§ **Problem**:
Reproduce the lines below word for word, from the first line through the line containing "455], [66, 410]]", including both of those lines.

§ **Material for the task**:
▬▬▬▬▬▬▬▬▬▬
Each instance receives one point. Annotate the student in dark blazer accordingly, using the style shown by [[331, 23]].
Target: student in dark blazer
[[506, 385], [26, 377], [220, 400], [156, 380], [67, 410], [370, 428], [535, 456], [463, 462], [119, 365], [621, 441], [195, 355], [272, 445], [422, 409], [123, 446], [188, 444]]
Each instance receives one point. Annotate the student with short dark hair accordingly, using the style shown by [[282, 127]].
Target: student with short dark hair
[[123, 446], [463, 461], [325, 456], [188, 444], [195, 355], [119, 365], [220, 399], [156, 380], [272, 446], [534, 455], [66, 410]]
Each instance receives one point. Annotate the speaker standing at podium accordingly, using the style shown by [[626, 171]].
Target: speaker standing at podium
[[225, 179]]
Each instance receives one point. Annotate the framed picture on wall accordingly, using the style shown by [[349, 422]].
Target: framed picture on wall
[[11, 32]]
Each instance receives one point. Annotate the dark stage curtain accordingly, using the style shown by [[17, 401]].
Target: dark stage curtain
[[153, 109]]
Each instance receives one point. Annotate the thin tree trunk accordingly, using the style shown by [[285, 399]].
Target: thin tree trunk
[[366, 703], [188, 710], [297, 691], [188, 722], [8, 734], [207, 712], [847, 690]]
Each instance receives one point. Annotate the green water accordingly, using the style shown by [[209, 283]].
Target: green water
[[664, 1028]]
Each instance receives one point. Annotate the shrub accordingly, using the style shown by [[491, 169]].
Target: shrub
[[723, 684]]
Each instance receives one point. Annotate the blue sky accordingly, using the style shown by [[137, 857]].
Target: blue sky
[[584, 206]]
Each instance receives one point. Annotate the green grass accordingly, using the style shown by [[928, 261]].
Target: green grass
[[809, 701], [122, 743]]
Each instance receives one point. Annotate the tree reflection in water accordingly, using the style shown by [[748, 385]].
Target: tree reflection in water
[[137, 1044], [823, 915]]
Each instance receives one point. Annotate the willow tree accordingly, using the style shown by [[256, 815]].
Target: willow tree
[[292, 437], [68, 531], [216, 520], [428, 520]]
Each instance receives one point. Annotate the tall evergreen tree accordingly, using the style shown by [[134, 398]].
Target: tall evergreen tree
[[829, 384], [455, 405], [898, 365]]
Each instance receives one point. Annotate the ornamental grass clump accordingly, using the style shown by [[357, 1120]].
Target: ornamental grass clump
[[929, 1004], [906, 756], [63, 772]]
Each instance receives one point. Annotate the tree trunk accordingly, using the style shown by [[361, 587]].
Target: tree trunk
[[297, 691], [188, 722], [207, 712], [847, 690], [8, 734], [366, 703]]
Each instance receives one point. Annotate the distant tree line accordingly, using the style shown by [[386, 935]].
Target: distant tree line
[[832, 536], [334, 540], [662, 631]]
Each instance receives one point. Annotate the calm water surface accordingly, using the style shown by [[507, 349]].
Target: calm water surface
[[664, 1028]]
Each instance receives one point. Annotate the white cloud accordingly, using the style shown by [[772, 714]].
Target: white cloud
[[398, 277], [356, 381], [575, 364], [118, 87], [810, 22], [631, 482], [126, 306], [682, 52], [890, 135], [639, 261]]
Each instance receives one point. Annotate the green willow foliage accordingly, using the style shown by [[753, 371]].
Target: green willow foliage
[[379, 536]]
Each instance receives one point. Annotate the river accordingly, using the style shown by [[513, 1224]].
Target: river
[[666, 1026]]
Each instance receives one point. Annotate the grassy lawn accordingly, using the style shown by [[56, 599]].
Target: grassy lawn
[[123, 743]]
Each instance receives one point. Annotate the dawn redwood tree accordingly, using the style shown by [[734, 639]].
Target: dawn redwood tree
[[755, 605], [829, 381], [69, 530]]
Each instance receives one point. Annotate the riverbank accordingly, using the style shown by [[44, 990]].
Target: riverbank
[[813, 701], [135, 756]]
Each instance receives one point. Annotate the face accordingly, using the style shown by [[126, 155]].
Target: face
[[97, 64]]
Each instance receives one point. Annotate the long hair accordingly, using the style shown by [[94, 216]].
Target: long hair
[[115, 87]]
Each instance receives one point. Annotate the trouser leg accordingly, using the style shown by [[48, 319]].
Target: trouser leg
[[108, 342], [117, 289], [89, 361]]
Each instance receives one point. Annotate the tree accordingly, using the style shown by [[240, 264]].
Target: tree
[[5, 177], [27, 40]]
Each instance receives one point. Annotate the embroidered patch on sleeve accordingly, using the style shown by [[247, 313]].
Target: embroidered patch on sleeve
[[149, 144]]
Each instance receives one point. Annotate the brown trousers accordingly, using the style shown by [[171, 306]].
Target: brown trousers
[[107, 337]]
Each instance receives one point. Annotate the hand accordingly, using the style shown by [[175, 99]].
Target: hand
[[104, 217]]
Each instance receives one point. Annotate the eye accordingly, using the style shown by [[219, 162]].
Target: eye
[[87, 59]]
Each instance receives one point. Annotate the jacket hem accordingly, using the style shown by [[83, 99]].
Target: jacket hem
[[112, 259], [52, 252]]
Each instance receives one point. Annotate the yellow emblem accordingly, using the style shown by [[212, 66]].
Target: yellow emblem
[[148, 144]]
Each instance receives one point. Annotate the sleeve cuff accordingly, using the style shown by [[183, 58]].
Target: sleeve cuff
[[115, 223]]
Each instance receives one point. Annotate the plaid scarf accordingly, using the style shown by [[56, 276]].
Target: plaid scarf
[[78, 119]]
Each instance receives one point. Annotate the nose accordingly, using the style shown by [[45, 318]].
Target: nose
▬▬▬▬▬▬▬▬▬▬
§ **Result of this exercise**:
Each instance receives one point. Annotate the student in dark blazer accordingly, using the style shown by [[331, 23]].
Target: student in dark blazer
[[506, 385], [26, 377], [220, 400], [156, 380], [67, 410], [370, 428], [535, 456], [463, 462], [119, 365], [621, 441], [195, 355], [272, 445], [422, 409], [123, 446], [188, 444]]
Each instance receives one point. Annotate the student with short dark hair accordingly, using the style shown by [[282, 127]].
Target: student with short dark hair
[[123, 446], [463, 461], [325, 456], [188, 444], [195, 355], [119, 365], [220, 399], [156, 380], [272, 446], [534, 455], [66, 410]]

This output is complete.